---------- ARTICLE ----------

A balloon is rising with a constant speed 10m/ s a stone is dropped from it when the balloons is at height of 40 m . Total distance covered by the stone before reaching the ground is
Answers
Answer:
Explanation:
The balloon first reaches a height of 40 m, then a stone is dropped . So the stone will also have the velocity of the balloon as they are tied together.
The stone first moves certain distance say 'x ' metres with its velocity to a point b where its velocity becomes 0 m/s . Then it again falls to the ground.
With this basic idea we will move on solving our question.
u = 10 m/s
v = 0 m/s
s = x
a =g= - 10 m/s^2 ( as it is against earth's gravity )
v^2 - u^2 = -2gx
0^2 - 10^2= - 2*10*x
-100 = - 20x
x = 100/20
x = 5m
For reaching its topmost point the stone has to travel 5 m.
Well if we apply a little common sense here we can avoid unwanted steps.
the distance it travels can never change so it would be the same.
First it travelled 'x' metres then another 'x' metres as it falls down and then the complete height of the balloon till it reaches the ground.
Total distance = x+x+ 40 m
= 2x + 40 m
= 2(5 ) + 40 m
= 10 +40 m
= 50 m

----------

WHAT YOU WILL DO:
In the balloon problem, how far does the stone travel upward before reaching its topmost point?

---------- LISTED RECORDS ----------

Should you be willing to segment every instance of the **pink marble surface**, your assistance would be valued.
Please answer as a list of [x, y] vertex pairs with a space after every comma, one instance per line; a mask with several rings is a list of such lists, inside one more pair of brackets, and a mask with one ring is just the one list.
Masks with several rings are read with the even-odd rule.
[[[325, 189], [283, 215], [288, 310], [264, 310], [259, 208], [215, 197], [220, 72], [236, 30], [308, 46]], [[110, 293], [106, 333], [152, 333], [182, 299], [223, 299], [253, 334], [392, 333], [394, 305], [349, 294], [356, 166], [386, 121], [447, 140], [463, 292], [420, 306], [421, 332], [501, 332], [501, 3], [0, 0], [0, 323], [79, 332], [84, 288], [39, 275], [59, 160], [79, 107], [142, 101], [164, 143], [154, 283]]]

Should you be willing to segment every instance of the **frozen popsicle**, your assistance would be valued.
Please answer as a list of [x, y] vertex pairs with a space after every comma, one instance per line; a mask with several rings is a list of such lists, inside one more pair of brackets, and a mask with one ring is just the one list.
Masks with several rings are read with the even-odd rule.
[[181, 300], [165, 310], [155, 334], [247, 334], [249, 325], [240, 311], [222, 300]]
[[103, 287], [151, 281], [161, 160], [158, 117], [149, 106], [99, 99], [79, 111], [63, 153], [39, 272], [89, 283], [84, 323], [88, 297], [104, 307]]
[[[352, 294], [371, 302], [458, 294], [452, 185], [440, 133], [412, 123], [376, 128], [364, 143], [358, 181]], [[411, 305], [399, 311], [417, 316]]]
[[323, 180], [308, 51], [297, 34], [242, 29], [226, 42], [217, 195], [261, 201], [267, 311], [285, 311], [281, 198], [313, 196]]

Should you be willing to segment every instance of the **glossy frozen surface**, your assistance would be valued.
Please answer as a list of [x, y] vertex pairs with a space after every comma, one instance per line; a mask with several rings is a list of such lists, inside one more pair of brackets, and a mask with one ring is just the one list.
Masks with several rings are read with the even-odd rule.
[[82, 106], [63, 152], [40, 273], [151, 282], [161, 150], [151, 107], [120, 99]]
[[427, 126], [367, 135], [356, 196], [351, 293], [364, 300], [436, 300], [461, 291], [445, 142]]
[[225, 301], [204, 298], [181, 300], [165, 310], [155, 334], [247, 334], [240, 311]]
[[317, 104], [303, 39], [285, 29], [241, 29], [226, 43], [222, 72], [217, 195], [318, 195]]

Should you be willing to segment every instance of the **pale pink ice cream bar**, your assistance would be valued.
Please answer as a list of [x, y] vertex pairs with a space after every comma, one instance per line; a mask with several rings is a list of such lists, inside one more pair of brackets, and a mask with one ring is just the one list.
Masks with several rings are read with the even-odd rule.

----------

WRITTEN REPLY:
5 m